* **TRECHO ESCOLHIDO**
________

É significativo que Barbara Heliodora tenha morrido justamente durante a semana em que eu prestava concurso no Departamento de Artes da UFRN. Barbara era uma professora e ensaísta lúcida, crítica, rigorosa… e detestada por muitos. Detestada porque mal compreendida. E eu sempre me identifiquei com os incompreendidos, com aqueles que confundem os desavisados. Soube da morte dela pela tv do quarto número 35 da Pousada Manga Rosa, de frente à praia de Ponta Negra, quase no Morro do Careca. Durante o concurso e pela primeira vez na cidade, me dei ao pequeno luxo de me hospedar numa boa pousada porque sabia que os mimos e confortos e um bom café-da-manhã e um bom chuveiro e estar de frente para o mar carregariam minhas energias, me dando paz e força para enfrentar o certame. Deus sabe o sacrifício que foi pagar pela pousada naquele momento, somado à passagem para Natal, mas deu certo. Passei no concurso, virei potiguar e agora estou aqui, a escrever este texto.
De volta à São Paulo, encontrei o cartão magnético do quarto 35 dentro da mochila. Sem querer ou não – o ato falho eu deixo para Freud explicar – levei embora a chave do quarto, como seu eu tivesse de voltar para reabri-la, como se eu não quisesse deixar a companhia daquela areia fofa e amarela, daquela água tíbia e distensa do Morro do Careca sob uma brisa sutil. Guardei o cartão 35 até que voltasse ao RN. No retorno, já de mudança definitiva, fiz questão de devolver aquele cartão no balcão da pousada, para a perplexidade da gentil atendente.
Voltando à Barbara, ela não apareceu apenas na morte noticiada. Preparar provas didáticas para um concurso na área de História do Teatro sem passar por Shakespeare e pelo que ela escreveu é difícil. Além dos livros dela sobre a cama do quarto de pousada, a autora espocava em falas e ideias da minha memória. Barbara conhecia o autor de Hamlet como ninguém neste país, traduziu quase toda a obra do bardo. Aliás, de teatro clássico sabia como poucos. Ainda era de uma geração que lia e, numa época em que orelha de livro e uma palestra de Leandro Karnal bastam para muita gente, era justamente isso que incomodava seus detratores. Claro que grande parte da antipatia por ela talvez se devesse a seu trabalho como crítica de teatro. Ouvi muito ser tachada de conservadora. Mas como alguém que traduziu Beckett, elogiou espetáculos de Gerald Thomas e textos de Heiner Müller pode ser conservadora?
É comum ser odiado pela classe, ou parte dela, quando se exerce a função da crítica em jornais, o que ela fez por 60 anos! Admirava-a, mesmo quando discordava. Para quem se formou no teatro na década de 1940, de uma geração que entendia a cena como expressão da literatura dramática, ainda muito ligada à palavra preparada e a uma mão forte de diretor, considero normal que ela não tenha alcançado outras poéticas. A despeito dessa lacuna de leitura, suas críticas às montagens contemporâneas, às vezes, tinham razão de ser.

________

Responda com base no texto sobre Barbara Heliodora:
1. Qual era o número do quarto da pousada?
2. O que foi encontrado dentro da mochila na volta a São Paulo?
3. Por quantos anos Barbara exerceu a crítica em jornais?
Não é preciso usar os registros.

________

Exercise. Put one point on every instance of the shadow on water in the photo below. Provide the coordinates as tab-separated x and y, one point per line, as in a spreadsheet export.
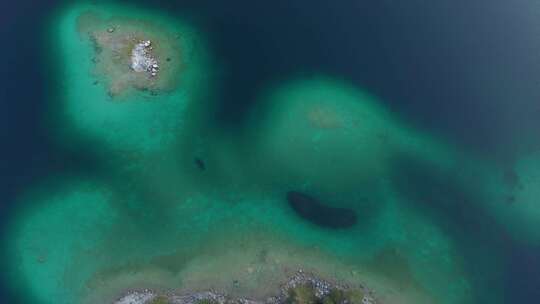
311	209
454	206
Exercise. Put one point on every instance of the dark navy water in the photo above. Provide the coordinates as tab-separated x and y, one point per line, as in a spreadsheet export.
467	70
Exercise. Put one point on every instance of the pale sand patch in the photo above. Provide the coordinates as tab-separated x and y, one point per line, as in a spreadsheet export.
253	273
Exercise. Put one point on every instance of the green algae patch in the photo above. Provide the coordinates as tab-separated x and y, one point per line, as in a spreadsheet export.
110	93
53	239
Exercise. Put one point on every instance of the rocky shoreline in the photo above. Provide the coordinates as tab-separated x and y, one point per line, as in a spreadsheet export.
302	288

________

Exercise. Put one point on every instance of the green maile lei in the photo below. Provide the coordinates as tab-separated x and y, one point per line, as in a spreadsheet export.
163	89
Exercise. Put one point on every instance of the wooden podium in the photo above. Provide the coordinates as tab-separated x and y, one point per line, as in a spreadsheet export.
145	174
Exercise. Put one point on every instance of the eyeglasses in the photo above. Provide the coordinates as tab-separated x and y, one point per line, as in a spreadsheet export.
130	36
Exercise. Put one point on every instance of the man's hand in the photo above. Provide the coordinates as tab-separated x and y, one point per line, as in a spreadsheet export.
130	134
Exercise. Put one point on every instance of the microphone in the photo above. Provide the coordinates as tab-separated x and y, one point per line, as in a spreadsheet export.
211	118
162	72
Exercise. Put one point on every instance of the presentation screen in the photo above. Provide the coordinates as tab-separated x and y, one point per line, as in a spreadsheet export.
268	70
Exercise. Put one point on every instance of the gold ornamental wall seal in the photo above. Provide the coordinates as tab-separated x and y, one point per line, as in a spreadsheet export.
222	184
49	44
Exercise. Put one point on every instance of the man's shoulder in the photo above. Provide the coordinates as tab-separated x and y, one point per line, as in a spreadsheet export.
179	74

________

* **RESPOSTA COMPLETA**
1. 35.
2. O cartão magnético do quarto 35.
3. Por 60 anos.